▶ [Extrait du document]
○ ○ ○
Raphael Enthoven, Matière première

Publi­cité ou concept ? Le choix d’Enthoven

Tout, ici, com­mence par un doute sur la fonc­tion même de la pen­sée, que l’auteur expli­cite d’emblée : « Faut-il (…) faire pas­ser du doute, ou mani­pu­ler ceux qui ont envie de croire ? Déduire ou séduire ? Je ne sais pas ». Entho­ven ne cache pas son hési­ta­tion entre les deux voies ouvertes au phi­lo­sophe (en dehors de la voie uni­ver­si­taire, qui se ferme par­fois devant les plus créa­tifs) : construire une pen­sée, ou plaire. Il semble avoir voulu faire à la fois l’un et l’autre, en ten­tant de pen­ser les objets du quo­ti­dien, d’en faire sa « matière pre­mière », en cher­chant le vécu à égale dis­tance de l’ontologie et de la publi­cité. Le modèle, d’ailleurs expli­cite, est le Barthes des Mytho­lo­gies, l’analyse pous­sée jusqu’au sou­rire amusé, par lequel l’intelligence incré­dule par­vient à l’indulgence.
○ ○ ○
▶ [Les consignes]
**a.** Selon l'extrait sur Matière première d'Enthoven, quel modèle l'auteur suit-il explicitement ?
**b.** Recopiez mot pour mot le passage de l'extrait sur Matière première d'Enthoven qui commence à « Publi­cité ou concept » et se termine à « incré­dule par­vient à l’indulgence. ».
**c.** Rédigez la suite de l'extrait sur Matière première d'Enthoven, après sa dernière phrase.

▶ [Données extraites]
○ ○ ○
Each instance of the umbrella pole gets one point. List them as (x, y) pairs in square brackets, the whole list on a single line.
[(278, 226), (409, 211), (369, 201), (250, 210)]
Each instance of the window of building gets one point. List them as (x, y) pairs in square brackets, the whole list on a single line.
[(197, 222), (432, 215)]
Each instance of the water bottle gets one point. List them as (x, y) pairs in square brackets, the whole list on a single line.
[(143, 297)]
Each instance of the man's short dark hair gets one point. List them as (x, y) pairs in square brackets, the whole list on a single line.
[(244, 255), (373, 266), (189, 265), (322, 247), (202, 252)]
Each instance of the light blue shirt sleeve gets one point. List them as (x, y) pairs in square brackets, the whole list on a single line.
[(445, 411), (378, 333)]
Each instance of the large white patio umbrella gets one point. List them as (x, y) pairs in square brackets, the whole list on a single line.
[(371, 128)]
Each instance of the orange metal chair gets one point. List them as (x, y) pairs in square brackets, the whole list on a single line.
○ ○ ○
▶ [Réponses aux consignes]
**a.** Le Barthes des Mythologies.

**b.**
Publi­cité ou concept ? Le choix d’Enthoven

Tout, ici, com­mence par un doute sur la fonc­tion même de la pen­sée, que l’auteur expli­cite d’emblée : « Faut-il (…) faire pas­ser du doute, ou mani­pu­ler ceux qui ont envie de croire ? Déduire ou séduire ? Je ne sais pas ». Entho­ven ne cache pas son hési­ta­tion entre les deux voies ouvertes au phi­lo­sophe (en dehors de la voie uni­ver­si­taire, qui se ferme par­fois devant les plus créa­tifs) : construire une pen­sée, ou plaire. Il semble avoir voulu faire à la fois l’un et l’autre, en ten­tant de pen­ser les objets du quo­ti­dien, d’en faire sa « matière pre­mière », en cher­chant le vécu à égale dis­tance de l’ontologie et de la publi­cité. Le modèle, d’ailleurs expli­cite, est le Barthes des Mytho­lo­gies, l’analyse pous­sée jusqu’au sou­rire amusé, par lequel l’intelligence incré­dule par­vient à l’indulgence.

**c.**
Pour tenir cet éton­nant pari de pen­ser et de plaire à la fois, Entho­ven dis­pose d’une arme secrète, trop sou­vent négli­gée, voire mépri­sée par bien des phi­lo­sophes actuels : le style. Il en use sou­vent avec brio, par­fois avec emphase, tou­jours avec un plai­sir pro­lixe qui se refuse peu de mots, pour peu qu’ils soient saillants. Aussi fait-il mouche, bien sou­vent : ici, par le para­doxe : « com­ment éle­ver la phi­lo­so­phie jusqu’aux objets du quo­ti­dien ? », là, par la syl­lepse : « le GPS offre une ligne de conduite », ailleurs part son art du rac­courci : « le nombre de clics est une valeur en soi », « Lady gaga, ce n’est per­sonne », « fumer, c’est s’arrêter de fumer ».
En un mot, Entho­ven pour­rait reprendre à son compte la figure grecque du sage s’il se gar­dait mieux de l’imprécation où le plongent par­fois quelques ini­mi­tiés per­sis­tantes : l’indignation lui semble ainsi « à l’image du père qui lutine sa fille tout en s’indignant de la condi­tion des femmes » ; quant à Rous­seau, il n’aurait « gravi toutes les marges que pour se retrou­ver en tête de gondole ».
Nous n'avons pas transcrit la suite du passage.